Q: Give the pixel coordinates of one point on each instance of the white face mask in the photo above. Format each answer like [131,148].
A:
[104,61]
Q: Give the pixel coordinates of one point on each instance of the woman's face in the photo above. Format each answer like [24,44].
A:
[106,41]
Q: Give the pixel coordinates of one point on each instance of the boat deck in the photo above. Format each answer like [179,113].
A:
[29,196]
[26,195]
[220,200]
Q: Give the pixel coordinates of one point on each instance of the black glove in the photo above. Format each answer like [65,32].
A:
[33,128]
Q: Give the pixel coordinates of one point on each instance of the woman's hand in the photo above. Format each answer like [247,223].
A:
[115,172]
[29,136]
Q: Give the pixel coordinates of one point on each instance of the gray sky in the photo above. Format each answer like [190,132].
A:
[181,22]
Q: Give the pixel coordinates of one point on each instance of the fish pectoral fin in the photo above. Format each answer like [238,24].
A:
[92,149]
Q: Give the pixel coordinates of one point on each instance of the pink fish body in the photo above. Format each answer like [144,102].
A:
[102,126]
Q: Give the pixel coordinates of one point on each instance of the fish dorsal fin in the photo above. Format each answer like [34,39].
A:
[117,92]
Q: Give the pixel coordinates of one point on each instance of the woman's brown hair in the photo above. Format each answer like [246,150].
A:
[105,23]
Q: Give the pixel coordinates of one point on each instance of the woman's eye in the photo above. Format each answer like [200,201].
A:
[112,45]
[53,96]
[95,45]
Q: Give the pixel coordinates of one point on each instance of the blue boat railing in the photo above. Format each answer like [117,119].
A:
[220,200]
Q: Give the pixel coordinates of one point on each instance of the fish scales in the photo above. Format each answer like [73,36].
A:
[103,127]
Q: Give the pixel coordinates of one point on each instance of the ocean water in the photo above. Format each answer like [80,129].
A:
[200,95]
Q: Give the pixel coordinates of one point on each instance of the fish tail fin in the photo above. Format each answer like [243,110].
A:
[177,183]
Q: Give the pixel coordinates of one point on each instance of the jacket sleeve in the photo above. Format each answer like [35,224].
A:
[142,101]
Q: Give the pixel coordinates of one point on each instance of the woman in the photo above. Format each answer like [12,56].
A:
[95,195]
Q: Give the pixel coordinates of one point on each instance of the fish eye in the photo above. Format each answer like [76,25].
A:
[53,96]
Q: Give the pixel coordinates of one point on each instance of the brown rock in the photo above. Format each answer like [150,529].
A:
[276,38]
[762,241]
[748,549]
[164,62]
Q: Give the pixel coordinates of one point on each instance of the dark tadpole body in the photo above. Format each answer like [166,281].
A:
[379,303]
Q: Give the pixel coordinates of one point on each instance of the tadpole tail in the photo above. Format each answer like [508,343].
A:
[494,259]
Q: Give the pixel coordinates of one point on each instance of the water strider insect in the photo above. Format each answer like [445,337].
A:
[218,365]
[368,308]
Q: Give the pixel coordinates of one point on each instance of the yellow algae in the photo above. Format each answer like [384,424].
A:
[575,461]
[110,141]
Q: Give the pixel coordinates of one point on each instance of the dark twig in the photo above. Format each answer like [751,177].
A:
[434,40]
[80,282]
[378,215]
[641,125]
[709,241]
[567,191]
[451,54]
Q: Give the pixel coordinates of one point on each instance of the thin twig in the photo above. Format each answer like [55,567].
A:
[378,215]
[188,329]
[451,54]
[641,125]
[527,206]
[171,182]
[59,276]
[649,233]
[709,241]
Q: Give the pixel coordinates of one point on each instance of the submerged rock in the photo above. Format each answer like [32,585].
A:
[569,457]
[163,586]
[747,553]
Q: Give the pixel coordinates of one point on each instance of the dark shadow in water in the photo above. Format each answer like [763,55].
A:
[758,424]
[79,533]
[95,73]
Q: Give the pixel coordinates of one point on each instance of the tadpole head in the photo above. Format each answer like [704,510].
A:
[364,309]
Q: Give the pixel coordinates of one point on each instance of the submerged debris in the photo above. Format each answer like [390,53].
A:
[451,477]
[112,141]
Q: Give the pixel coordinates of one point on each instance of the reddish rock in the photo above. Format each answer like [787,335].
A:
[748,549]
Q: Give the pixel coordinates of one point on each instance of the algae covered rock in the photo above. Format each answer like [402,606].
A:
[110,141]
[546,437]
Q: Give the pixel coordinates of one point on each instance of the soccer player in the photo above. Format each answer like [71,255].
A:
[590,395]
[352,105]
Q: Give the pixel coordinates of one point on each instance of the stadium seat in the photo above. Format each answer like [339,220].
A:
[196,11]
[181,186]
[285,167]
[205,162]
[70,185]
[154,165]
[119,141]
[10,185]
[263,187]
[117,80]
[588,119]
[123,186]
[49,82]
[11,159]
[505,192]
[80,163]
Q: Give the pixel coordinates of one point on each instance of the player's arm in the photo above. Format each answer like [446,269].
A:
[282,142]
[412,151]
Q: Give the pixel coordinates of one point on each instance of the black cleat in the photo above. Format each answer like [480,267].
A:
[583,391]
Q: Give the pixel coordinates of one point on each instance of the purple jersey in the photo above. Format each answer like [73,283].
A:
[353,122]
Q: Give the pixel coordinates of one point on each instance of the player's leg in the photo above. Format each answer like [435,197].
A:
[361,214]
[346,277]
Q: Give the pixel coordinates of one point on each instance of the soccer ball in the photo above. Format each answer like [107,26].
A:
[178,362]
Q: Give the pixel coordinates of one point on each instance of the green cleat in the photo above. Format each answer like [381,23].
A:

» **WORK TO BE COMPLETED**
Write the material out again word for word.

» **FINAL RESULT**
Q: Give the pixel coordinates of one point on each instance of the white face mask in the photo above. Format each answer like [131,148].
A:
[104,61]
Q: Give the pixel coordinates of one point on each instance of the woman's face in the photo above. Format each answer like [24,44].
A:
[106,41]
Q: Give the pixel coordinates of one point on each instance of the boat deck in the photo above. Format each answer like [179,113].
A:
[29,196]
[26,195]
[220,200]
Q: Give the pixel coordinates of one point on each instance of the black glove in the photo above. Format each answer like [65,32].
A:
[33,128]
Q: Give the pixel coordinates of one point on each instance of the woman's hand in the photo above. Format each answer like [247,223].
A:
[115,172]
[29,136]
Q: Give the pixel coordinates of one point on each instance of the gray sky in the photo above. Format each answer like [190,132].
A:
[181,22]
Q: Give the pixel coordinates of one point on each instance of the fish pectoral fin in the photo above. Format each answer like [238,24].
A:
[92,149]
Q: Give the pixel coordinates of one point on each instance of the pink fish body in the photo above. Format each answer like [144,102].
A:
[102,126]
Q: Give the pixel coordinates of one point on each instance of the fish dorsal fin in the photo above. Format each answer like [34,39].
A:
[117,92]
Q: Give the pixel coordinates of one point on each instance of the woman's brown hair in the photo above. Format each answer like [246,150].
A:
[105,23]
Q: Give the pixel coordinates of one point on each instance of the woman's eye in the photo above. Format each answer like [200,201].
A:
[112,45]
[53,96]
[95,45]
Q: Give the pixel coordinates of one point on each instance of the blue boat railing in the photo above. Format each answer like [117,119].
A:
[220,200]
Q: Give the pixel coordinates of one point on each instance of the fish scales in the photo above. Format each answer like [73,36].
A:
[103,127]
Q: Give the pixel coordinates of one point on each instance of the ocean water in the photo above. Format each answer like [80,129].
A:
[200,95]
Q: Give the pixel coordinates of one point on each instance of the fish tail fin in the photo above. Format each answer like [243,110].
A:
[177,183]
Q: Give the pixel coordinates of one point on each instance of the jacket sleeve in the photo above. Format each answer like [35,224].
A:
[142,101]
Q: Give the pixel coordinates of one point on each instance of the woman in the photo above. Format each answer like [12,56].
A:
[95,195]
Q: Give the pixel coordinates of one point on each instance of the fish eye in the photo above. Format each answer like [76,25].
A:
[53,96]
Q: Give the pixel coordinates of one point on each instance of the brown rock in the photo above. Format each answer like [150,529].
A:
[276,38]
[762,241]
[748,549]
[164,62]
Q: Give the pixel coordinates of one point on each instance of the dark tadpole body in the photo above. Format each answer like [166,281].
A:
[379,303]
Q: Give the pixel coordinates of one point on each instance of the tadpole tail in the photo above. Format each answer like [508,343].
A:
[494,259]
Q: Give the pixel coordinates of one point on each instance of the water strider insect in the photo above. Format each answer like [445,337].
A:
[218,365]
[368,308]
Q: Give the pixel coordinates of one point on each instance of the yellow algae in the photo above. Format each answer like [384,424].
A:
[575,461]
[110,141]
Q: Give the pixel coordinates of one point on each instance of the dark twig in the photo above. Format each answer like [751,177].
A:
[434,40]
[80,282]
[378,215]
[641,125]
[709,241]
[567,191]
[451,54]
Q: Give the pixel coordinates of one point on each instance of the thin twig in the photo above. Format each answer like [55,567].
A:
[378,215]
[188,329]
[451,54]
[641,125]
[527,206]
[171,182]
[59,276]
[649,233]
[709,241]
Q: Give the pixel coordinates of one point on each instance of the submerged rock in the photo above. Format each answer like [32,585].
A:
[569,457]
[163,586]
[747,553]
Q: Give the pixel coordinates of one point on each instance of the dark shadow in water in the photo above. Format each answer like [763,55].
A:
[758,424]
[79,533]
[95,73]
Q: Give the pixel coordinates of one point on each instance of the tadpole head in the photo above. Format each answer like [704,510].
A:
[364,309]
Q: Give the pixel coordinates of one point on each instance of the submerged debris in the photo above. Format each answer like [390,53].
A:
[451,477]
[112,141]
Q: Give the pixel coordinates of one point on each instance of the reddish rock in the photo above. Format each answer like [787,335].
A:
[748,549]
Q: Give the pixel coordinates of one point on each instance of the algae covered rock in the photo above. Format each answer like [402,606].
A:
[110,141]
[546,437]
Q: Give the pixel coordinates of one point on each instance of the soccer player in the photo above. Format each answer like [71,255].
A:
[590,395]
[352,105]
Q: Give the pixel coordinates of one point on each instance of the stadium seat in the photo above. Format each answer like [339,220].
A:
[196,11]
[181,186]
[285,167]
[205,162]
[70,185]
[154,165]
[119,141]
[10,185]
[263,187]
[117,80]
[588,119]
[123,186]
[49,82]
[11,159]
[505,192]
[80,163]
Q: Give the pixel coordinates of one point on each instance of the player's arm in the photo above. Format each answer like [446,269].
A:
[282,142]
[412,151]
Q: Give the pixel coordinates of one point on each instance of the black cleat in the photo above. Format each answer like [480,267].
A:
[583,391]
Q: Give the pixel coordinates of one point on each instance of the purple jersey in the photo above. Format each answer like [73,283].
A:
[353,122]
Q: Give the pixel coordinates of one point on each instance of the player's leg in the photo above. Format each answer like [435,197].
A:
[361,214]
[346,277]
Q: Give the pixel coordinates of one point on each instance of the soccer ball in the photo above. Format each answer like [107,26].
A:
[178,362]
Q: Give the pixel coordinates of one point on each instance of the green cleat in the photo above. Format each answer like [381,23].
A:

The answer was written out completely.